**Seitenauszug**:
Flüchtlingslager Calais - Radio und Theater mitten im „Dschungel“

Calais (APA/AFP) - Im Herzen des Flüchtlingslagers von Calais dringt leise eine Coverversion von Leonard Cohens „Hallelujah“ aus einer verfa...

Calais (APA/AFP) - Im Herzen des Flüchtlingslagers von Calais dringt leise eine Coverversion von Leonard Cohens „Hallelujah“ aus einer verfallenen Holzhütte. Dort hat Jungala Radio seinen Sitz - Flüchtlinge und Helfer haben die Radiostation mit einfachsten Mitteln aufgebaut.

Die Sendungen geben den Menschen in dem Lager im äußersten Norden Frankreichs nicht nur eine Stimme, sie helfen ihnen auch in ihrem täglichen Kampf gegen die Trostlosigkeit in diesen kalten Jänner-Tagen. Das Lager wird auch „Dschungel“ genannt. Hier leben mehr als 4.000 Flüchtlinge in Schmutz und Kälte - und in der Hoffnung auf ein besseres Leben in Großbritannien oder auch in Frankreich selbst. Viele Schutzsuchende sind seit Monaten hier. Es herrschen erbärmliche Lebensbedingungen und alltägliche Langeweile. Da ist den Menschen jede Ablenkung recht.

**Bereitgestellte Daten**:
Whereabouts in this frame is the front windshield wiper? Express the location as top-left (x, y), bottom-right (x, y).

**Aufgabenliste**:
- A) Extrahiere aus dem Seitenauszug den Text von „Flüchtlingslager Calais - Radio“ bis „aus einer verfa...“.
- B) Beantworte anhand des Seitenauszugs, wie viele Flüchtlinge im Lager von Calais leben.
- C) Fasse den Absatz des Seitenauszugs, der mit „Die Sendungen geben“ beginnt, als kurze Stichpunktliste zusammen und behalte dabei seine wichtigsten Fakten bei.

**Ergebnisse je Aufgabe**:
- A)
Flüchtlingslager Calais - Radio und Theater mitten im „Dschungel“

Calais (APA/AFP) - Im Herzen des Flüchtlingslagers von Calais dringt leise eine Coverversion von Leonard Cohens „Hallelujah“ aus einer verfa...

- B) Mehr als 4.000 Flüchtlinge.

- C)
- Die Sendungen geben den Menschen im Lager eine Stimme und helfen ihnen gegen die Trostlosigkeit der kalten Jänner-Tage.
- Das Lager liegt im äußersten Norden Frankreichs und wird auch „Dschungel“ genannt.
- Mehr als 4.000 Flüchtlinge leben dort in Schmutz und Kälte und hoffen auf ein besseres Leben in Großbritannien oder in Frankreich.
- Viele sind seit Monaten dort.
- Es herrschen erbärmliche Lebensbedingungen und alltägliche Langeweile, daher ist den Menschen jede Ablenkung recht.